TEXT FOR ANALYSIS:
--- START ---

Being able to predict the fluid dynamics of expiratory events is crucial to design effective mitigation strategies to make indoor spaces infection resilient. We reproduce a realistic size distribution of the particles we expire, using a methodology that allows us to track every one of them individually in space and time without making any pre-assumption on its behaviour. The study of the effect of thermal stratification showcases and quantifies how these particles have distinct behaviours depending on their size and the environmental conditions. Our work shows that temperature gradients that are acceptable from a thermal comfort perspective may be unacceptable from a cross-infection perspective, highlighting the critical role that the selection of a ventilation strategy may play in mitigating airborne pathogen spread indoors. Visualizing these phenomena is in itself important to provide the general public and decisions makers with tools to understand better phenomena that are not always intuitive.

--- END ---

WHAT THE TASK ASKS: In the text on expiratory particles, what does the methodology allow the researchers to do with every particle?

ENTRIES SHOWN:

--- START ---

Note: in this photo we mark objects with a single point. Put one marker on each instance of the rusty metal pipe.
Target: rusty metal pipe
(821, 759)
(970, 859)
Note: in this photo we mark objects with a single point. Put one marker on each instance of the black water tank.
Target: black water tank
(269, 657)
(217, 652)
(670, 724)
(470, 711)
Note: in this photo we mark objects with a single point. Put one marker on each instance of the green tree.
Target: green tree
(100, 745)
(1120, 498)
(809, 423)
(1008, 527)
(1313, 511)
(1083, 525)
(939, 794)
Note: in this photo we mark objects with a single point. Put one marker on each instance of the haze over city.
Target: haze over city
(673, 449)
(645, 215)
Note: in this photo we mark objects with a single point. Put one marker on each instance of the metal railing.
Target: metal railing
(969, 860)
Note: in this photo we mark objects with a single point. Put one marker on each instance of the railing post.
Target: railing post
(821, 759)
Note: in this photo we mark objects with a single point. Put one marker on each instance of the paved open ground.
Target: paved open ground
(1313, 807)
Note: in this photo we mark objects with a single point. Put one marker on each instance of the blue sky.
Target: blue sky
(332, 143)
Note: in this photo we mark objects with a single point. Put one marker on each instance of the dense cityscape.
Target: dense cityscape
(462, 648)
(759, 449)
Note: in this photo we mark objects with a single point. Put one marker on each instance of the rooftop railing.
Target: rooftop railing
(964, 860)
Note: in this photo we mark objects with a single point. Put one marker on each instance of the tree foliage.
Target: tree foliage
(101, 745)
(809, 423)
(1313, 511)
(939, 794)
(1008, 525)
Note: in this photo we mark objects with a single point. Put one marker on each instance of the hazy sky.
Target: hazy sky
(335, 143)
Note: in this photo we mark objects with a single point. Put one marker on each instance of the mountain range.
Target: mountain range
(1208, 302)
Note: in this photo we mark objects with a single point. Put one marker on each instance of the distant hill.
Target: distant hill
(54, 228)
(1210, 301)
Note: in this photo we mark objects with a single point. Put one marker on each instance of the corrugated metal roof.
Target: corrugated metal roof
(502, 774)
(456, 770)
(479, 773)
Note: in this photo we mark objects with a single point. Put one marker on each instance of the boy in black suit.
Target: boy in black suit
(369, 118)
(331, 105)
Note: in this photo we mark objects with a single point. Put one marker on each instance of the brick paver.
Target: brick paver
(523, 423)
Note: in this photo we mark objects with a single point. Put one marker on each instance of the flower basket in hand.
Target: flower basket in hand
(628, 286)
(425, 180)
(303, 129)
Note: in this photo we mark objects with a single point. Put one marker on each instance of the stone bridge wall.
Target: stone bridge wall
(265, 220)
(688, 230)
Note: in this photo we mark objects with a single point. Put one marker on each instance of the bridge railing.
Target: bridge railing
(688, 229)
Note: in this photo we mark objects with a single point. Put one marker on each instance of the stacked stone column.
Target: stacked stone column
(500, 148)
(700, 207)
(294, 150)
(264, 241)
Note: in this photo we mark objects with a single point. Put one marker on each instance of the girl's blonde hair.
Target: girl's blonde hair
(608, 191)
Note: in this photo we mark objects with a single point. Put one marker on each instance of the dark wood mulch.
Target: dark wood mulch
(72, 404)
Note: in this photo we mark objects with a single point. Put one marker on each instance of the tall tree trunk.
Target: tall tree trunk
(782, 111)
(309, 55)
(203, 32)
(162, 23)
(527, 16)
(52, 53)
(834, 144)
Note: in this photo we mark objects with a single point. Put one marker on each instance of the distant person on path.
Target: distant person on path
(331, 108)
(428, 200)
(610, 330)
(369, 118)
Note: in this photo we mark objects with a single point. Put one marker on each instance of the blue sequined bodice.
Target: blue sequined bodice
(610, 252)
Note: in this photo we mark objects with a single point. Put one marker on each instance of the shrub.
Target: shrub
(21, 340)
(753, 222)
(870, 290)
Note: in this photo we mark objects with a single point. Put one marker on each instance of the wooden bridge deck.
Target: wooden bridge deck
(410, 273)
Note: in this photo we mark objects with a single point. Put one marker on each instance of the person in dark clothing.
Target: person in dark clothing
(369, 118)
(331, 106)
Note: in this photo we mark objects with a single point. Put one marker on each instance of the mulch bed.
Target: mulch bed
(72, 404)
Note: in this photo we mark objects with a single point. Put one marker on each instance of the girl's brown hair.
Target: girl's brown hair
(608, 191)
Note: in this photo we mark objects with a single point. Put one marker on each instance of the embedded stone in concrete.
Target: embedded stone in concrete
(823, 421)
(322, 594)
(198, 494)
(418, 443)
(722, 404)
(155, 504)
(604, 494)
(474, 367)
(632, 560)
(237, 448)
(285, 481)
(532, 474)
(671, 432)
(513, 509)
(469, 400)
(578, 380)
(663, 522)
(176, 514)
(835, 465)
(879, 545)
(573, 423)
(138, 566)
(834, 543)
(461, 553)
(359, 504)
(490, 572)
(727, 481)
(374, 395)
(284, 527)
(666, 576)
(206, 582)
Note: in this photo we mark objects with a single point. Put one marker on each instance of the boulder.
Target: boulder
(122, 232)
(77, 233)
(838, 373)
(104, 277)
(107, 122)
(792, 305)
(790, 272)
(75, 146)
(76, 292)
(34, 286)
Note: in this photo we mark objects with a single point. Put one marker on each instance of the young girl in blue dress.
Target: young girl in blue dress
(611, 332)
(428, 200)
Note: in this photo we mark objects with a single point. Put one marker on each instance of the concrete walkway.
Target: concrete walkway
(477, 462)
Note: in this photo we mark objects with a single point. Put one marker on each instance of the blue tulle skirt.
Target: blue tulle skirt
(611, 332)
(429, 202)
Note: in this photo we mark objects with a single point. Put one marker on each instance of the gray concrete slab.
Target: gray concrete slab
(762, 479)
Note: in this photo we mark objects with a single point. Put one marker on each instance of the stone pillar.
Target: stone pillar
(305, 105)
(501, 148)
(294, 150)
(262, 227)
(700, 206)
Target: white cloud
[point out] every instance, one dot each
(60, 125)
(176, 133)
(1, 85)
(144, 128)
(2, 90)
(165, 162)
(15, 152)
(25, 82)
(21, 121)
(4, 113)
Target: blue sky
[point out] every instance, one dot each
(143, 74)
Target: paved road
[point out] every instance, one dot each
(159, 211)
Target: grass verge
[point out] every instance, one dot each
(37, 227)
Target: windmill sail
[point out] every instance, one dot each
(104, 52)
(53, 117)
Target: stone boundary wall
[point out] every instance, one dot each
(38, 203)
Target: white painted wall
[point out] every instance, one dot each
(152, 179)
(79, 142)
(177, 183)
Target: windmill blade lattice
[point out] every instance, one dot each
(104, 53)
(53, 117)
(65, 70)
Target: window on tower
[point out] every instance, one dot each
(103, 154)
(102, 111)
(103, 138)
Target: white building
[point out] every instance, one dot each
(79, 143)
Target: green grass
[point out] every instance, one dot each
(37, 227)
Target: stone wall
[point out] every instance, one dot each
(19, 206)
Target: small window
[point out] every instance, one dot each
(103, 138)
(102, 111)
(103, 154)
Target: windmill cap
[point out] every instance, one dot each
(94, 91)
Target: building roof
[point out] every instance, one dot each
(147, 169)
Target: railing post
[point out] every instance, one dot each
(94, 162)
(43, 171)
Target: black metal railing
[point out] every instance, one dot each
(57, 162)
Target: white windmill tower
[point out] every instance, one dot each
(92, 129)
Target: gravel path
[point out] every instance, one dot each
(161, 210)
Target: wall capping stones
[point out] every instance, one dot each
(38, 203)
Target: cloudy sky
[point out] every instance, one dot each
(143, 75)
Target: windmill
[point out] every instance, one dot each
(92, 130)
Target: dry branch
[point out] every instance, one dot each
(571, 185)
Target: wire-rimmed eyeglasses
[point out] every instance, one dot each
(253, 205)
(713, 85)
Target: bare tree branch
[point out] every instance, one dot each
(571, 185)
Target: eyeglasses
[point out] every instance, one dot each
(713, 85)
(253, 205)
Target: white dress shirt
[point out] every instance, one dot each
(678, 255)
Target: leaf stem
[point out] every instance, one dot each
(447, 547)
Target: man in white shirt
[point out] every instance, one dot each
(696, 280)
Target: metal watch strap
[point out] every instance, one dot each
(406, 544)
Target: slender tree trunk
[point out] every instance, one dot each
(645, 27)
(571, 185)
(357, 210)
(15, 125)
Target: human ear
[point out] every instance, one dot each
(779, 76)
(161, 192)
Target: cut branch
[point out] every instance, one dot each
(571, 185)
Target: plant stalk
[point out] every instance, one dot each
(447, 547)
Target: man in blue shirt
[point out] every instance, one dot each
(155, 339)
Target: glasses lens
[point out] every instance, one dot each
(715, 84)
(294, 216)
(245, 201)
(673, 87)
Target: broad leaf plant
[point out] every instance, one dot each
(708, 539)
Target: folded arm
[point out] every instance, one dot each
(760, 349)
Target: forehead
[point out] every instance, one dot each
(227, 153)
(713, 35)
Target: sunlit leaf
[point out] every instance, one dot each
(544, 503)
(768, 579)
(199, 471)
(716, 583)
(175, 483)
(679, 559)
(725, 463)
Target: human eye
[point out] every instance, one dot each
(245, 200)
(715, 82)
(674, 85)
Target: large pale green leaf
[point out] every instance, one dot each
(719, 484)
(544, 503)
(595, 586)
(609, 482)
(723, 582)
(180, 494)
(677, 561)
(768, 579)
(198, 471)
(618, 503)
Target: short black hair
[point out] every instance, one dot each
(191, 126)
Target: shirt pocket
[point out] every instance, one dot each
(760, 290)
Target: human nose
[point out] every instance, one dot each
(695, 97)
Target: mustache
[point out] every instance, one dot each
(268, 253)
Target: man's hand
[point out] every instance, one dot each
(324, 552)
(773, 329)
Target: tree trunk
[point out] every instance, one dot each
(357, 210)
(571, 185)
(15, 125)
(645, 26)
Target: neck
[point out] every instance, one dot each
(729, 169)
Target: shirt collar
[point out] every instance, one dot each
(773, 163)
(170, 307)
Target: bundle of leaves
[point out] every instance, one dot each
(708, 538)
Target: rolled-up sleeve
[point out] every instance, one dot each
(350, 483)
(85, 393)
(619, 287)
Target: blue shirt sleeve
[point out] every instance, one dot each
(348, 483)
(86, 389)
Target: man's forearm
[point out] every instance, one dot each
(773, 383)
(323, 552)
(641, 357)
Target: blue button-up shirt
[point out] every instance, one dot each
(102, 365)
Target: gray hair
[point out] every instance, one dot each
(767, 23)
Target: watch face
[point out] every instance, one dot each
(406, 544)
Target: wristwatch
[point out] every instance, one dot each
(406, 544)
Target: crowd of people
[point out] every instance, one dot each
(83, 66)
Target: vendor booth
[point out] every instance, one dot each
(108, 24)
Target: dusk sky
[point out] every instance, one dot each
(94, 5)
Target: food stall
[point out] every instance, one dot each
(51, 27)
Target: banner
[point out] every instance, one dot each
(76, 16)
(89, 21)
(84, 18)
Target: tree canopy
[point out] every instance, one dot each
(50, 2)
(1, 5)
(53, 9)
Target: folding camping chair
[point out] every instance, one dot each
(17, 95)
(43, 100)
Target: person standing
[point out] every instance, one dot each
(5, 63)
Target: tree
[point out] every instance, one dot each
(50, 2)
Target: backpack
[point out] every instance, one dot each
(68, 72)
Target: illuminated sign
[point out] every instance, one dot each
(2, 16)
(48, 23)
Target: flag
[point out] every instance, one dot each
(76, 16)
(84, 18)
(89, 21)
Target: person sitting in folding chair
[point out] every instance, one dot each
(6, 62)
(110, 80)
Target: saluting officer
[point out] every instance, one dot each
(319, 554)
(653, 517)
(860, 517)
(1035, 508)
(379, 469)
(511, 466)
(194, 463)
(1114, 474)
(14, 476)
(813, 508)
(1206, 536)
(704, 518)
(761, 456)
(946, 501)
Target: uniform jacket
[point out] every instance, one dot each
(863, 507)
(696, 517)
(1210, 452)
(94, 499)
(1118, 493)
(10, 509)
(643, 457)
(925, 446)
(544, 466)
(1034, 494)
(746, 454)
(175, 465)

--- END ---

EXPECTED ANSWER: It lets them track every particle individually in space and time without making any pre-assumption on its behavior.